====== Data section ======
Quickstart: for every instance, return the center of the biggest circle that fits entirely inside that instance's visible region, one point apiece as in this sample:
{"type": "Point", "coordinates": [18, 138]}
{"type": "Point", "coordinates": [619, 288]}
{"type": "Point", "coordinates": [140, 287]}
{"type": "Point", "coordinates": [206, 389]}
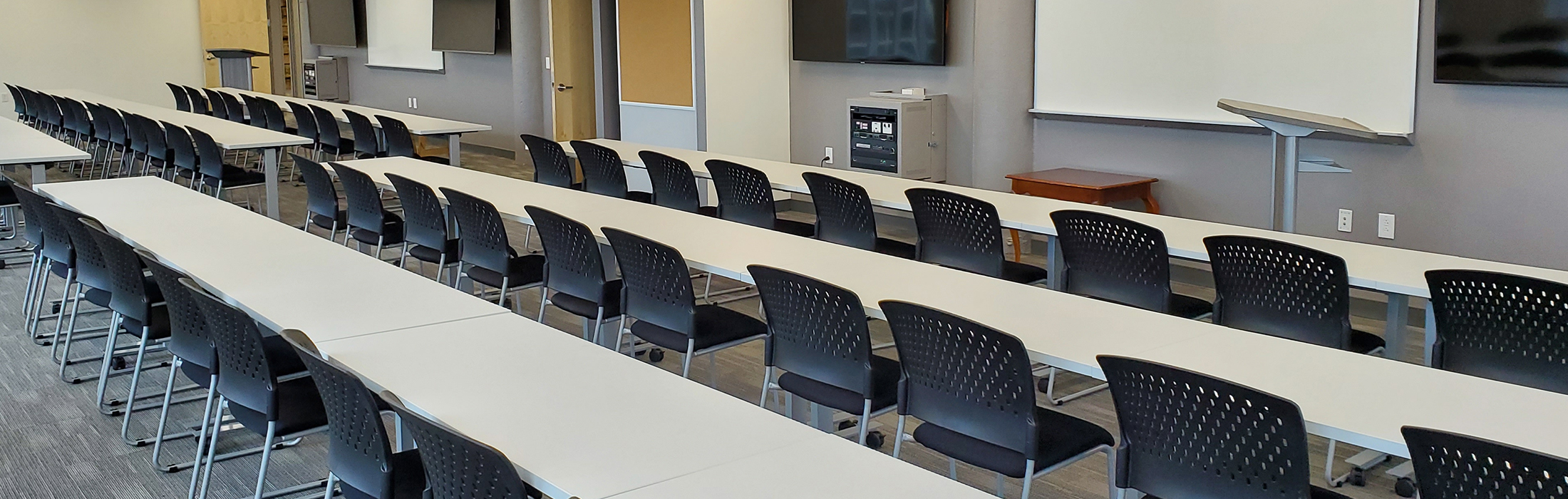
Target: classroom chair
{"type": "Point", "coordinates": [845, 217]}
{"type": "Point", "coordinates": [604, 173]}
{"type": "Point", "coordinates": [574, 272]}
{"type": "Point", "coordinates": [359, 454]}
{"type": "Point", "coordinates": [817, 336]}
{"type": "Point", "coordinates": [1186, 435]}
{"type": "Point", "coordinates": [657, 297]}
{"type": "Point", "coordinates": [425, 232]}
{"type": "Point", "coordinates": [974, 393]}
{"type": "Point", "coordinates": [963, 232]}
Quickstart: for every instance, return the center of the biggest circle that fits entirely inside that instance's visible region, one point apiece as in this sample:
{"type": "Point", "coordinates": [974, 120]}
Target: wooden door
{"type": "Point", "coordinates": [573, 65]}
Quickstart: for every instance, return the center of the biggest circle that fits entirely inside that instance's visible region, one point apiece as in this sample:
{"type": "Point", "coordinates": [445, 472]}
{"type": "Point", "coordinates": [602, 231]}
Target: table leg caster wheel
{"type": "Point", "coordinates": [1405, 487]}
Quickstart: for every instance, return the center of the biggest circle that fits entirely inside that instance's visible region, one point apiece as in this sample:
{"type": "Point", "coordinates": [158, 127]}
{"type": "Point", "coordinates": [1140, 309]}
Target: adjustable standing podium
{"type": "Point", "coordinates": [1291, 126]}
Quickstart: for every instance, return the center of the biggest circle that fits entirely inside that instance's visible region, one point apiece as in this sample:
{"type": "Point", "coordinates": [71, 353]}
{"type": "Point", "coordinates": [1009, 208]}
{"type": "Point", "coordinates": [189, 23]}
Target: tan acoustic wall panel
{"type": "Point", "coordinates": [656, 51]}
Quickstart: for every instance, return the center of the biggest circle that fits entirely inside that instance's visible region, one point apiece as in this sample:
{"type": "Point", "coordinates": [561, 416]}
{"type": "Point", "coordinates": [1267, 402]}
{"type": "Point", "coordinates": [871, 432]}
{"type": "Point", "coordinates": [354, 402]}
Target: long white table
{"type": "Point", "coordinates": [416, 123]}
{"type": "Point", "coordinates": [1396, 272]}
{"type": "Point", "coordinates": [22, 145]}
{"type": "Point", "coordinates": [228, 134]}
{"type": "Point", "coordinates": [1063, 330]}
{"type": "Point", "coordinates": [283, 277]}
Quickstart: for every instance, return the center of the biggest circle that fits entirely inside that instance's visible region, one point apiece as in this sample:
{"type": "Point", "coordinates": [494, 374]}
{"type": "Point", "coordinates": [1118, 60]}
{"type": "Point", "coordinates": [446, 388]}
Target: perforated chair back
{"type": "Point", "coordinates": [304, 120]}
{"type": "Point", "coordinates": [957, 231]}
{"type": "Point", "coordinates": [844, 211]}
{"type": "Point", "coordinates": [816, 330]}
{"type": "Point", "coordinates": [363, 197]}
{"type": "Point", "coordinates": [458, 466]}
{"type": "Point", "coordinates": [675, 184]}
{"type": "Point", "coordinates": [602, 168]}
{"type": "Point", "coordinates": [398, 142]}
{"type": "Point", "coordinates": [1460, 466]}
{"type": "Point", "coordinates": [551, 165]}
{"type": "Point", "coordinates": [1115, 259]}
{"type": "Point", "coordinates": [656, 284]}
{"type": "Point", "coordinates": [963, 377]}
{"type": "Point", "coordinates": [1190, 435]}
{"type": "Point", "coordinates": [424, 220]}
{"type": "Point", "coordinates": [359, 453]}
{"type": "Point", "coordinates": [480, 230]}
{"type": "Point", "coordinates": [1280, 289]}
{"type": "Point", "coordinates": [571, 253]}
{"type": "Point", "coordinates": [181, 99]}
{"type": "Point", "coordinates": [743, 193]}
{"type": "Point", "coordinates": [1501, 326]}
{"type": "Point", "coordinates": [366, 142]}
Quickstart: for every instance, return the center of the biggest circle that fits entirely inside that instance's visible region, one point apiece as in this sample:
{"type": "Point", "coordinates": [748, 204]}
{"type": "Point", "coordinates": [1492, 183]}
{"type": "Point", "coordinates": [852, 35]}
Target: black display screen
{"type": "Point", "coordinates": [1501, 43]}
{"type": "Point", "coordinates": [887, 32]}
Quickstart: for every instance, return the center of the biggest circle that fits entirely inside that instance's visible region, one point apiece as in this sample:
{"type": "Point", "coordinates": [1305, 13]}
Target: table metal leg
======
**Work to be completed**
Copy all the lines of data exactly as they appear, dropping any images.

**Exercise response**
Quickstart: for every instance, return the center of the biggest circle that fits entirely inside that instance's visible region, one point apiece as in this sample:
{"type": "Point", "coordinates": [18, 138]}
{"type": "Point", "coordinates": [619, 288]}
{"type": "Point", "coordinates": [140, 287]}
{"type": "Point", "coordinates": [206, 389]}
Target: classroom chair
{"type": "Point", "coordinates": [845, 217]}
{"type": "Point", "coordinates": [604, 173]}
{"type": "Point", "coordinates": [574, 272]}
{"type": "Point", "coordinates": [359, 454]}
{"type": "Point", "coordinates": [817, 336]}
{"type": "Point", "coordinates": [1186, 435]}
{"type": "Point", "coordinates": [657, 297]}
{"type": "Point", "coordinates": [425, 232]}
{"type": "Point", "coordinates": [974, 393]}
{"type": "Point", "coordinates": [963, 232]}
Quickstart: for every instance, return the center of the biggest circle that fits entirely inside that instance's visible region, one point apiece as in this sample:
{"type": "Point", "coordinates": [974, 120]}
Target: wooden door
{"type": "Point", "coordinates": [573, 65]}
Quickstart: for every instance, return the center of the biggest circle that fits entirely inside that instance's visible region, one point apiece as in this sample:
{"type": "Point", "coordinates": [445, 472]}
{"type": "Point", "coordinates": [602, 231]}
Target: table leg caster wheel
{"type": "Point", "coordinates": [1405, 487]}
Quickstart: for every instance, return the center of the biggest circle that fits entirely inside that instance's visible region, one point apiece as in this sample:
{"type": "Point", "coordinates": [158, 127]}
{"type": "Point", "coordinates": [1140, 309]}
Target: adjustable standing podium
{"type": "Point", "coordinates": [1291, 126]}
Quickstart: for every instance, return the center of the biggest circle that fits entirely inside that instance's visible region, one point apiece as in this sample:
{"type": "Point", "coordinates": [71, 353]}
{"type": "Point", "coordinates": [1009, 208]}
{"type": "Point", "coordinates": [189, 23]}
Target: tan acoustic wall panel
{"type": "Point", "coordinates": [656, 51]}
Quickstart: for every instance, return the center of the biggest circle that fits entirely inside that instance's visible region, one point apiece as in this sample:
{"type": "Point", "coordinates": [561, 416]}
{"type": "Point", "coordinates": [1267, 402]}
{"type": "Point", "coordinates": [871, 432]}
{"type": "Point", "coordinates": [354, 402]}
Target: long white table
{"type": "Point", "coordinates": [416, 123]}
{"type": "Point", "coordinates": [1396, 272]}
{"type": "Point", "coordinates": [22, 145]}
{"type": "Point", "coordinates": [228, 134]}
{"type": "Point", "coordinates": [1063, 330]}
{"type": "Point", "coordinates": [283, 277]}
Quickstart: for every instance, return the center of the biggest circle that fits entirely inside that instance's visible region, one point apiece as in this sample:
{"type": "Point", "coordinates": [494, 374]}
{"type": "Point", "coordinates": [1118, 60]}
{"type": "Point", "coordinates": [446, 388]}
Target: perforated chair back
{"type": "Point", "coordinates": [304, 120]}
{"type": "Point", "coordinates": [957, 231]}
{"type": "Point", "coordinates": [844, 211]}
{"type": "Point", "coordinates": [816, 330]}
{"type": "Point", "coordinates": [363, 197]}
{"type": "Point", "coordinates": [458, 466]}
{"type": "Point", "coordinates": [675, 184]}
{"type": "Point", "coordinates": [602, 168]}
{"type": "Point", "coordinates": [398, 142]}
{"type": "Point", "coordinates": [1460, 466]}
{"type": "Point", "coordinates": [551, 165]}
{"type": "Point", "coordinates": [1115, 259]}
{"type": "Point", "coordinates": [656, 284]}
{"type": "Point", "coordinates": [963, 377]}
{"type": "Point", "coordinates": [1190, 435]}
{"type": "Point", "coordinates": [424, 220]}
{"type": "Point", "coordinates": [359, 453]}
{"type": "Point", "coordinates": [480, 230]}
{"type": "Point", "coordinates": [1280, 289]}
{"type": "Point", "coordinates": [571, 253]}
{"type": "Point", "coordinates": [181, 99]}
{"type": "Point", "coordinates": [743, 193]}
{"type": "Point", "coordinates": [1501, 326]}
{"type": "Point", "coordinates": [366, 142]}
Quickstart: for every instance, return the center of the biggest circle that fits entirely inside that instance's visible region, one point apiece as in this sample:
{"type": "Point", "coordinates": [748, 204]}
{"type": "Point", "coordinates": [1492, 183]}
{"type": "Point", "coordinates": [852, 35]}
Target: black display screen
{"type": "Point", "coordinates": [1501, 43]}
{"type": "Point", "coordinates": [887, 32]}
Quickstart: for every instance, return the center of the biggest circle that fits entirely inside that instance's visible region, one point apiece as in this sample:
{"type": "Point", "coordinates": [1305, 13]}
Target: table metal leg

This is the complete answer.